> Record excerpts:
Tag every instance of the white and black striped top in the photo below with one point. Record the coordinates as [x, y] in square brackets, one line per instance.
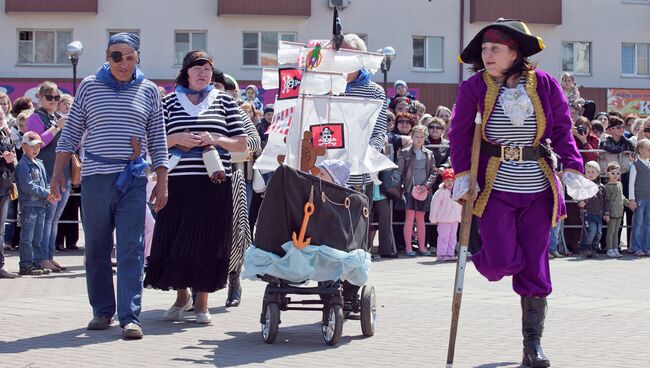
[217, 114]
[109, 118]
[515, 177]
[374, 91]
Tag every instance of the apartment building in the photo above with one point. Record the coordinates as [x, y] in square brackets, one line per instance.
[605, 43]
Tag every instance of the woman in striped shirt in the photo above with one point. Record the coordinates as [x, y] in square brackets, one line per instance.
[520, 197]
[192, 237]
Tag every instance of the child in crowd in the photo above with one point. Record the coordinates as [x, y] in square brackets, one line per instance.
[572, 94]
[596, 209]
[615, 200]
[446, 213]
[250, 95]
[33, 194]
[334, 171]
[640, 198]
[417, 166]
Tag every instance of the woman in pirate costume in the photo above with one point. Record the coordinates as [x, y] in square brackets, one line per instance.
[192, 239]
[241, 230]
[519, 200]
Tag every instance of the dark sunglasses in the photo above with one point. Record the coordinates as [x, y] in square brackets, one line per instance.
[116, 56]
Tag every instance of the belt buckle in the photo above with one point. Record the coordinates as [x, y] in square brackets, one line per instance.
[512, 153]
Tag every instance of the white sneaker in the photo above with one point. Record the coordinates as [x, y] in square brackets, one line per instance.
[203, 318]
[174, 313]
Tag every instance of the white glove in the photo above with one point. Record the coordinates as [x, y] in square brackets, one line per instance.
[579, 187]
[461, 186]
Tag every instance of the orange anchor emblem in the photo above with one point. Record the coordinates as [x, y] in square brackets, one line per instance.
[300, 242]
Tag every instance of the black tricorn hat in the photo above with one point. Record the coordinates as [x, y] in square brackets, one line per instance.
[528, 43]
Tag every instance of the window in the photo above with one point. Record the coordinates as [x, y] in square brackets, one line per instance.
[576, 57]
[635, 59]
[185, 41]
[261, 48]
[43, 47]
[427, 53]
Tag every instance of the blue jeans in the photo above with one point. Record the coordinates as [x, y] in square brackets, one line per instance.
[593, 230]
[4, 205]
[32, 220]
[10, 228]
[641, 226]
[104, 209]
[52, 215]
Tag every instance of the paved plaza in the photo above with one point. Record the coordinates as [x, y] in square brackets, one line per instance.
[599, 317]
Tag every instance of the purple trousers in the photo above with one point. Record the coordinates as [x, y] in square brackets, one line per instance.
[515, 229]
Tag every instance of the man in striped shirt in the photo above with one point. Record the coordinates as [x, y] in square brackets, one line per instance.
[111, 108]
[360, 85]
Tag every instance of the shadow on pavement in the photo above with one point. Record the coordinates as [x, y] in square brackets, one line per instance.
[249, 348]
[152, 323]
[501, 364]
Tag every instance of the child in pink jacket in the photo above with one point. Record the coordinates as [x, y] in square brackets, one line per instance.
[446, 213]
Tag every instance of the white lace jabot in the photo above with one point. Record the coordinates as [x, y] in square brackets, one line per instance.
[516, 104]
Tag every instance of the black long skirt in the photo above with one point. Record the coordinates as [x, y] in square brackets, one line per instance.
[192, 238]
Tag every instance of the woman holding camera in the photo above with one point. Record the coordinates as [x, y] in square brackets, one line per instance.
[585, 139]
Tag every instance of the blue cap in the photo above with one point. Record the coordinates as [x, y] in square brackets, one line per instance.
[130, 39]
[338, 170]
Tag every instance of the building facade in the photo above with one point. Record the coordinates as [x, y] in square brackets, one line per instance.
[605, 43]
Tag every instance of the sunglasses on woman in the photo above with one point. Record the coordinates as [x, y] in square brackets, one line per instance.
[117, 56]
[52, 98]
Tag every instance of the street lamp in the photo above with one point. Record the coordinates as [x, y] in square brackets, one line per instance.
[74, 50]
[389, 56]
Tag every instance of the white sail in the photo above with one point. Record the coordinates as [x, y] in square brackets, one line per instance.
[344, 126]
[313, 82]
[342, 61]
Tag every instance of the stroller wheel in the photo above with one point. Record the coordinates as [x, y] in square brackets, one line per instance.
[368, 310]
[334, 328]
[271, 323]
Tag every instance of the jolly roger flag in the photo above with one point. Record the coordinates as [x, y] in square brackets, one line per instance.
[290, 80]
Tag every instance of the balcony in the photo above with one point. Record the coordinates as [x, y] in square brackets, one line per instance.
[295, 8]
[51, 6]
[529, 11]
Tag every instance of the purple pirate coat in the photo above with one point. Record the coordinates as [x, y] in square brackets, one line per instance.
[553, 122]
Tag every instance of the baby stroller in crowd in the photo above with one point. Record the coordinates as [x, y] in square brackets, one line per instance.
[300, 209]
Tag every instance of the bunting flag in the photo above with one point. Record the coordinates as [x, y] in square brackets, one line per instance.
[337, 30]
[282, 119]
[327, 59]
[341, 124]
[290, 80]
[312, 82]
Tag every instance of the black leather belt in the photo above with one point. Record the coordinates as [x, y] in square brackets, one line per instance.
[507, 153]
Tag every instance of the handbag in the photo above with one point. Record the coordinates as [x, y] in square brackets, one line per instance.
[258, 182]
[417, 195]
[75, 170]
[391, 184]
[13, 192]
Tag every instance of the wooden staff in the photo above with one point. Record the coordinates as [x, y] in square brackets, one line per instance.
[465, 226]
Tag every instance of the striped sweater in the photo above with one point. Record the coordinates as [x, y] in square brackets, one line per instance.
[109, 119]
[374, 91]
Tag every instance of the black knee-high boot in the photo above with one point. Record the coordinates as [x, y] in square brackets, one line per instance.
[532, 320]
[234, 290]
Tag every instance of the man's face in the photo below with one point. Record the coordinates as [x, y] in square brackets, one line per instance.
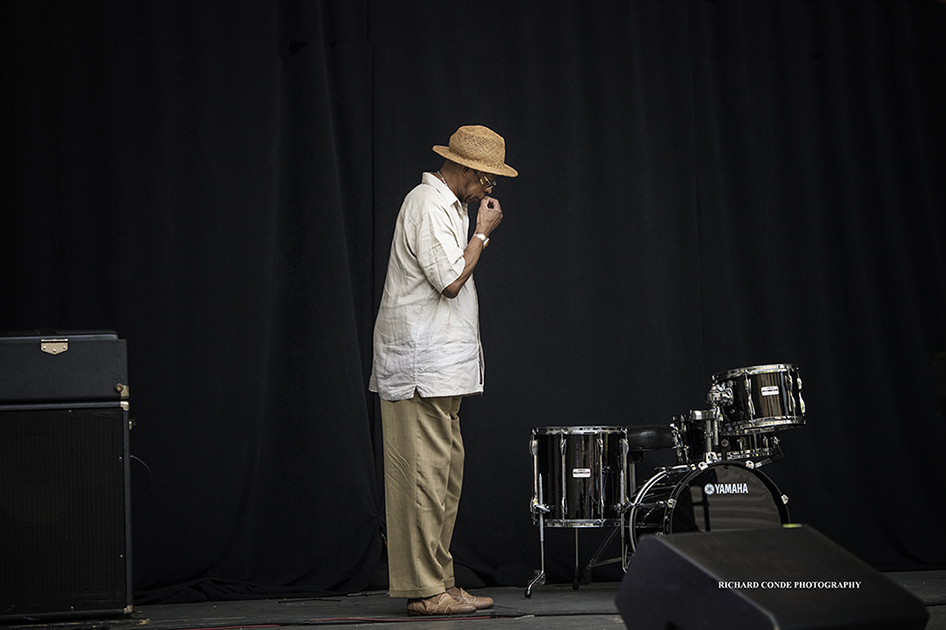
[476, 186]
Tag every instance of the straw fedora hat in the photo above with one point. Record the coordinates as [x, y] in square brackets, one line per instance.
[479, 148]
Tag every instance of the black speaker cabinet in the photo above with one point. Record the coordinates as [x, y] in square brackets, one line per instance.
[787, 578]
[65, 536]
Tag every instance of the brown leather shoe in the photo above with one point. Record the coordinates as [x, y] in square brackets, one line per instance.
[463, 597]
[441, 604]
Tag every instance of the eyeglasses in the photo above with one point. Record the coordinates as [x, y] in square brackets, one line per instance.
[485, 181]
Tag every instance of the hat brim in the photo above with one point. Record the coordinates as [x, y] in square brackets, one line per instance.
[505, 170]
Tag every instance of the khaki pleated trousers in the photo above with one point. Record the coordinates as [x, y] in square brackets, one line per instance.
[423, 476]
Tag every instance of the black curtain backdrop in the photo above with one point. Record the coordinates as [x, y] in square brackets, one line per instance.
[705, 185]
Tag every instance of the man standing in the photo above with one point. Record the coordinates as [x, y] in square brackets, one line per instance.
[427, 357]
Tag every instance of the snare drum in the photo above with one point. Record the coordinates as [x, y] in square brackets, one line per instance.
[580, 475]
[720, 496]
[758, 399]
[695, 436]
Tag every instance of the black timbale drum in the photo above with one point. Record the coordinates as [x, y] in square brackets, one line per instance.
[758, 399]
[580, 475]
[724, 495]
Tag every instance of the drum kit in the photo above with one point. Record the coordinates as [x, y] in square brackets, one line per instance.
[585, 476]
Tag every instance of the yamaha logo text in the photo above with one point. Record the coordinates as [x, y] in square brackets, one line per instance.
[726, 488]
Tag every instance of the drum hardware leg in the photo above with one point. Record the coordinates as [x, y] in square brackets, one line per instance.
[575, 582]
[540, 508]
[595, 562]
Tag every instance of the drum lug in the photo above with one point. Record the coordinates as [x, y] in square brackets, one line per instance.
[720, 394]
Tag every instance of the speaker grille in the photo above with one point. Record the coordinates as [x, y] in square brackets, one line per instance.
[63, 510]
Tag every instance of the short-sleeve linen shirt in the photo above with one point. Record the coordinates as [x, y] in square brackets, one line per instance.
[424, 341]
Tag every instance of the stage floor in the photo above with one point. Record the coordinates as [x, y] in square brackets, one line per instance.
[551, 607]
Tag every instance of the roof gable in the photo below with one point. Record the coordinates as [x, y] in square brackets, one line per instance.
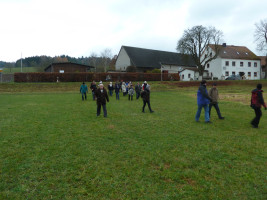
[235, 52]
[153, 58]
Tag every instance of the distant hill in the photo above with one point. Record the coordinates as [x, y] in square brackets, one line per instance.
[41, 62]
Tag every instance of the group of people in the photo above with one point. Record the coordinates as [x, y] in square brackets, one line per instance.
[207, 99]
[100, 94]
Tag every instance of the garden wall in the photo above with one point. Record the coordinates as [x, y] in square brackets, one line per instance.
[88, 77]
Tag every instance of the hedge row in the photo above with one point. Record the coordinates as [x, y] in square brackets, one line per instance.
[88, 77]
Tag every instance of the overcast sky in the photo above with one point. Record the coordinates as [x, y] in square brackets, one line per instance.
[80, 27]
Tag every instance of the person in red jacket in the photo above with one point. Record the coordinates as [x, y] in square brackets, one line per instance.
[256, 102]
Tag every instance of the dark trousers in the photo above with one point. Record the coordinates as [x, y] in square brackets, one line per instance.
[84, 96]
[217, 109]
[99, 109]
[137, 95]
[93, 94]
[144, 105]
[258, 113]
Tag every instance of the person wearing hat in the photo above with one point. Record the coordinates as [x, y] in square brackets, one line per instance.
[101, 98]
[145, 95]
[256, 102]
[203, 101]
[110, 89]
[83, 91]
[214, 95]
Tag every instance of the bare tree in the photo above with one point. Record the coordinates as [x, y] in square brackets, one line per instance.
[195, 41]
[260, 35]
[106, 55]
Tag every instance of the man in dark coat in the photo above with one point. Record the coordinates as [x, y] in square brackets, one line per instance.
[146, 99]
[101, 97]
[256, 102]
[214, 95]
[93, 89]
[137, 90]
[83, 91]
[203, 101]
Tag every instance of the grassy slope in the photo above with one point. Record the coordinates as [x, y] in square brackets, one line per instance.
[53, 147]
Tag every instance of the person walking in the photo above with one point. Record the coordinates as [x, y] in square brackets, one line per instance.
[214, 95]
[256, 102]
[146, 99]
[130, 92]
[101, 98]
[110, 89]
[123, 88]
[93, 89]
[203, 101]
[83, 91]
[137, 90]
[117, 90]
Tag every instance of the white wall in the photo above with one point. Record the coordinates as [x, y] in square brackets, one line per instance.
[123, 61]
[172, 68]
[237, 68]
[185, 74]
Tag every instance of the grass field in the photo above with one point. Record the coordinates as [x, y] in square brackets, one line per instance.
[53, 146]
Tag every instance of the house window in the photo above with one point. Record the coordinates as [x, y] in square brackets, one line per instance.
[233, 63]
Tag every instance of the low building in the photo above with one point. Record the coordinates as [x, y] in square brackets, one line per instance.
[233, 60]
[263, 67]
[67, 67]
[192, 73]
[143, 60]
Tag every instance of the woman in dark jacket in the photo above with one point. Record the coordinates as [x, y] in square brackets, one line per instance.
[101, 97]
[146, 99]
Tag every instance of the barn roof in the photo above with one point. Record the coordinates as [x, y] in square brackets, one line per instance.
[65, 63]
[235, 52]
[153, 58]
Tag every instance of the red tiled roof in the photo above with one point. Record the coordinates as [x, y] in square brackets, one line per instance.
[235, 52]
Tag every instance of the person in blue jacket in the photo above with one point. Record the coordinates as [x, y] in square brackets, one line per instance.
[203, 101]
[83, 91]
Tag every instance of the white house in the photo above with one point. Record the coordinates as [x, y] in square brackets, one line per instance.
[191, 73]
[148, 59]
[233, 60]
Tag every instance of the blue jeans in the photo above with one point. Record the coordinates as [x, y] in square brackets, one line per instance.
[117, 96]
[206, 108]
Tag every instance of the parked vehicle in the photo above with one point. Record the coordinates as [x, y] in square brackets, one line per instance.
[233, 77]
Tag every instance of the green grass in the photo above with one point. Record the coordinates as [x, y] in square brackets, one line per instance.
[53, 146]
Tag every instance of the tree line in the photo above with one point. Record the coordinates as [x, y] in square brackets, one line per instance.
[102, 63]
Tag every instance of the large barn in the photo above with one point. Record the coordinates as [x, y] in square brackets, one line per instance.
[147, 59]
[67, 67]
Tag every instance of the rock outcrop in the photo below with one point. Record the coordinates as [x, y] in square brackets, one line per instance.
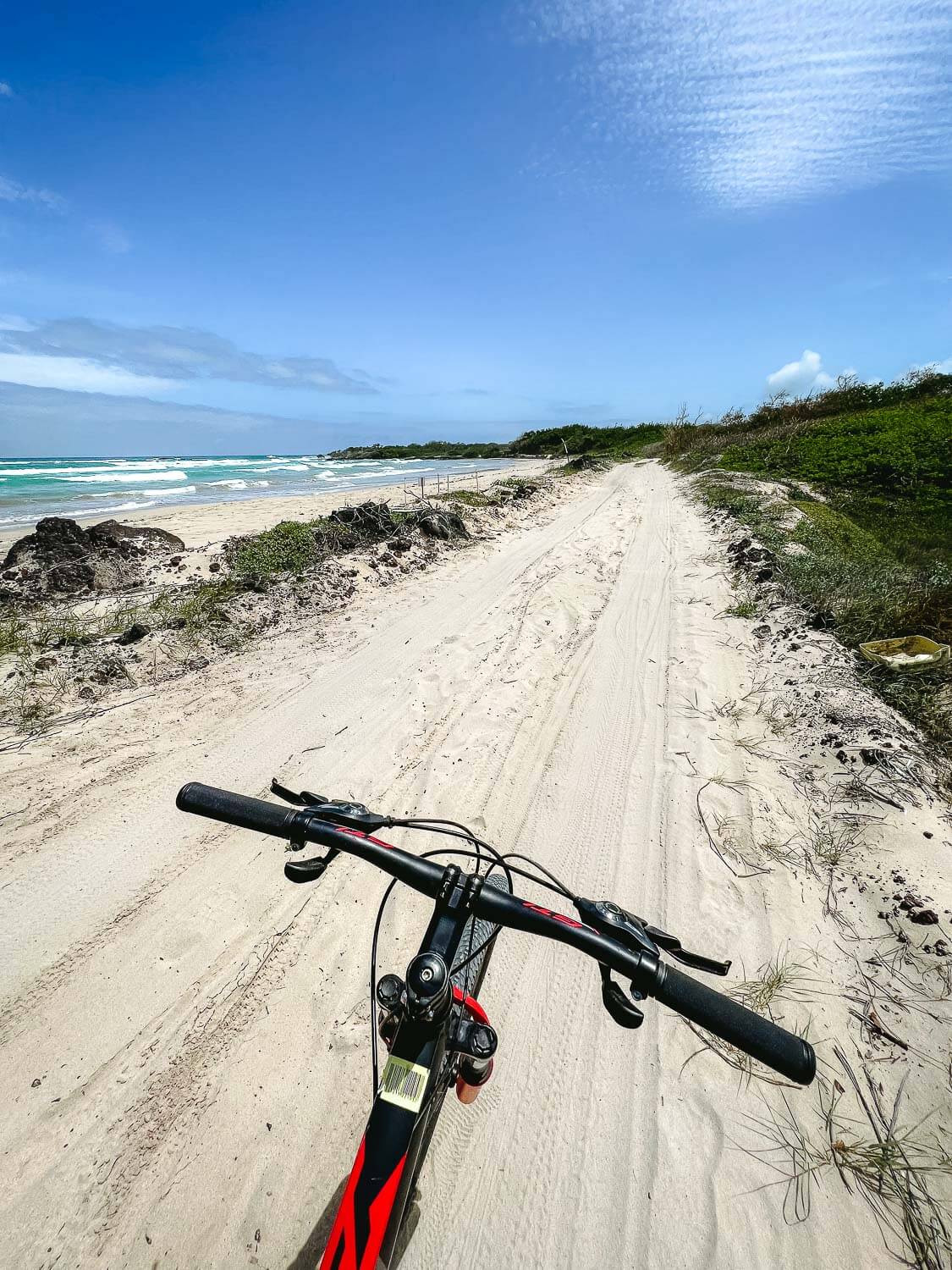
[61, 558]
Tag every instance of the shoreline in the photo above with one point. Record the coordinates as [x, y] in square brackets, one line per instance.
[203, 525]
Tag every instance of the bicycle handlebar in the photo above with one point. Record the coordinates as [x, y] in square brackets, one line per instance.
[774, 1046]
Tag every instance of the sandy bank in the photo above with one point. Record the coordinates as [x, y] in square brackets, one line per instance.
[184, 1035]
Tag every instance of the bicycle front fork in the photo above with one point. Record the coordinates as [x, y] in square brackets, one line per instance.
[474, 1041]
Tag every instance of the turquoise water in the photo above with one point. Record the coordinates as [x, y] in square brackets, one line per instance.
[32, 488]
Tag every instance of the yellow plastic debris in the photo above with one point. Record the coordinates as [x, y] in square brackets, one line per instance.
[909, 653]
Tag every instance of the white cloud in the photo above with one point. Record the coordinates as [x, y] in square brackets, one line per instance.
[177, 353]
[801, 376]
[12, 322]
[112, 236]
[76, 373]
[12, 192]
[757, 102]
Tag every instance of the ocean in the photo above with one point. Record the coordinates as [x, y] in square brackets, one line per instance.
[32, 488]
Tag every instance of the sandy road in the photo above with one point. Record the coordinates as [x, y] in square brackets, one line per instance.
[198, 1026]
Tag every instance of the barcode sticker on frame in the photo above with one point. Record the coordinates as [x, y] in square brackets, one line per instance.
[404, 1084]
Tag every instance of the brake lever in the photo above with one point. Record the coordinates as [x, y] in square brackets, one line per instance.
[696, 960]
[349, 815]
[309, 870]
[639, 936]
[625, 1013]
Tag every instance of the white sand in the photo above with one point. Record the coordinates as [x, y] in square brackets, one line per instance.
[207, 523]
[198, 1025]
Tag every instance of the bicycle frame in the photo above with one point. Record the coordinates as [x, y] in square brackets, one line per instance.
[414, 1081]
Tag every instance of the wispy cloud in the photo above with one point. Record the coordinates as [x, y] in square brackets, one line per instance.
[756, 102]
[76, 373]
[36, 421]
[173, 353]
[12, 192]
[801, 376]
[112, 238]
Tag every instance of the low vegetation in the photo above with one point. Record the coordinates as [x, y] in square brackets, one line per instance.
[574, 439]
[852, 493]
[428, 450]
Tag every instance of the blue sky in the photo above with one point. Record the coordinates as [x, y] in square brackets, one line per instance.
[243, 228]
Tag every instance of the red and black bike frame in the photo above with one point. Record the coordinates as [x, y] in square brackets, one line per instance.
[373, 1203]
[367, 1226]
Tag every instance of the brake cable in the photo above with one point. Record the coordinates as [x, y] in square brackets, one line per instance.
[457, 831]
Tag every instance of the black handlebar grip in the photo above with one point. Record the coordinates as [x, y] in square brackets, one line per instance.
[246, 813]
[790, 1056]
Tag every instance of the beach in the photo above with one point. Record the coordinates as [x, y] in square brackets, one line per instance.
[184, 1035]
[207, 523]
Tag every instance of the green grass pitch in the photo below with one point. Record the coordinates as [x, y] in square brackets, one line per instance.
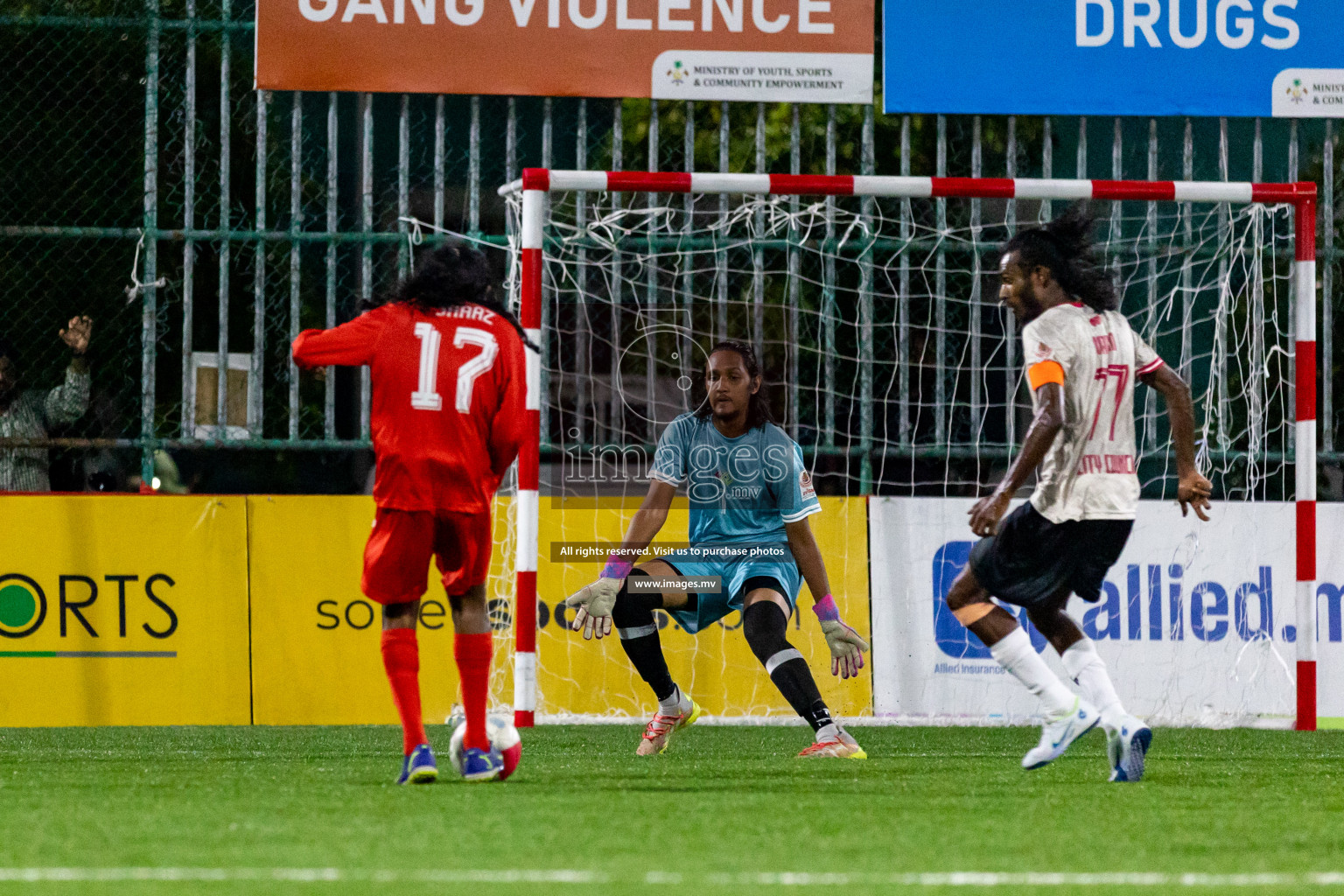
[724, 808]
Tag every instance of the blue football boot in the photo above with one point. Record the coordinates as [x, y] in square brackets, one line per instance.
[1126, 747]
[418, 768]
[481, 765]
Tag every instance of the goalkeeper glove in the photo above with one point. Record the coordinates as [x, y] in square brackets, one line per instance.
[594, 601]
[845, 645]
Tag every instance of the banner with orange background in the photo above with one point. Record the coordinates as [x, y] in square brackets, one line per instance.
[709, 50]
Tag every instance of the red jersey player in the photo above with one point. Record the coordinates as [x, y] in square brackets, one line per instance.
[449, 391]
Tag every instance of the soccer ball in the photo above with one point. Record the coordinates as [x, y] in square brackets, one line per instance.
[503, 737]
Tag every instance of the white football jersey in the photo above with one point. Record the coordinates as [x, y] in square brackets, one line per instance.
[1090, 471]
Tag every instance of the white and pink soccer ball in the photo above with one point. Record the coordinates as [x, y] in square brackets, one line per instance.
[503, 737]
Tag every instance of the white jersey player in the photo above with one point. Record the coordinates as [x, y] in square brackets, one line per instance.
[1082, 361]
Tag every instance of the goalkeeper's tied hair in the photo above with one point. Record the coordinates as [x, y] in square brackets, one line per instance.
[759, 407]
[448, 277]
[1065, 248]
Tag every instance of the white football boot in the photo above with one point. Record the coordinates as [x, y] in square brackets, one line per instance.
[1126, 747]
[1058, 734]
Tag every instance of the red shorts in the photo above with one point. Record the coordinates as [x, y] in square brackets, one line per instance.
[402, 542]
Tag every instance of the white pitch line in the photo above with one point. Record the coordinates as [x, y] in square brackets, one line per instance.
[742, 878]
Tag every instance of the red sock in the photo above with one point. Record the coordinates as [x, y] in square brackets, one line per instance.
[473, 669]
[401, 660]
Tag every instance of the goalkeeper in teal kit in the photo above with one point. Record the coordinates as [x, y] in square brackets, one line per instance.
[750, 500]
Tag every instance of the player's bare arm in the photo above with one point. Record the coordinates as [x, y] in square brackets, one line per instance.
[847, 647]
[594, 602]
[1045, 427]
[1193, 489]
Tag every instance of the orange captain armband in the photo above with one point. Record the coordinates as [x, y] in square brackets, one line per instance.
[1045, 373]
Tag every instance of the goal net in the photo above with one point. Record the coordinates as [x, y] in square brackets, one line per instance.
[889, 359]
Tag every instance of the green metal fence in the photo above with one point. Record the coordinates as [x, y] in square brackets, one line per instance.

> Problem statement: Output the line containing "Tag every instance of the orange captain" together with all later lines of the entries, exactly as written, through the final line.

> Your solution:
Tag every instance of the orange captain armband in the photo above with one point. Record the coordinates as [x, y] in square brackets, one line per instance.
[1045, 373]
Tag every instance of the goal net in the photo above with one point. Record the coordinates as [x, y] in square brackets, one line per instance.
[889, 359]
Tag every instance of the green metal fence in the photo above with one point. Record the coordinates as [x, y] in square brackets, one line per instance.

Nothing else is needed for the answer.